* DO THIS
Rewrite each of the rows below with every "wearing sunglasses" changed to "wearing a cap" and nothing else altered, leaving out the pictures.

[start of SUPPLIED DATA]

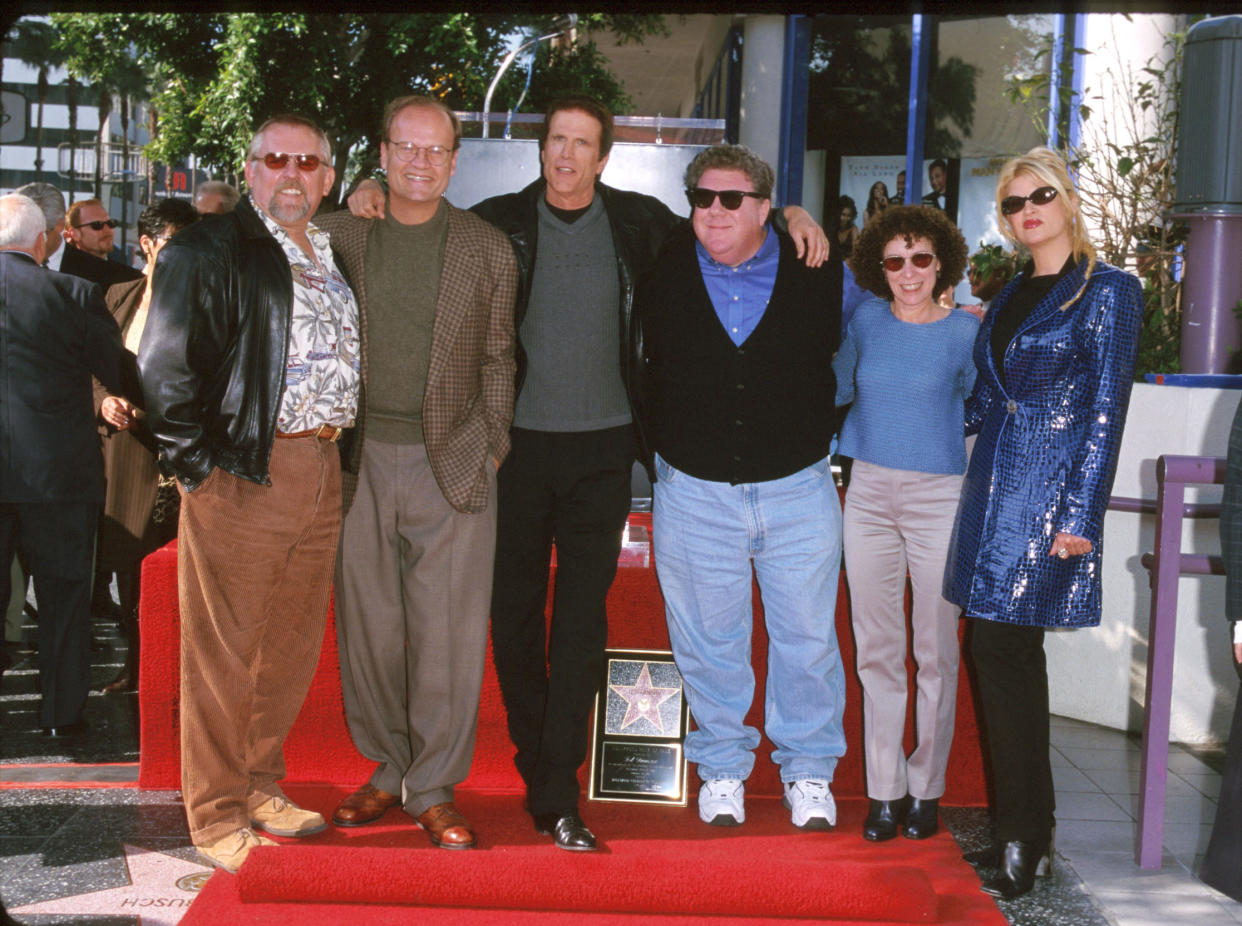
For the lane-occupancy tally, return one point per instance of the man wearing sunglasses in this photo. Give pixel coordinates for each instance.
(581, 247)
(735, 394)
(90, 229)
(63, 257)
(436, 286)
(250, 365)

[end of SUPPLIED DATA]

* ANSWER
For the lane-occupancy tally, return one point per instance of the man wearing a cap in this photo. Give pixel coordinates for each instance.
(581, 247)
(735, 394)
(90, 229)
(63, 257)
(436, 286)
(250, 365)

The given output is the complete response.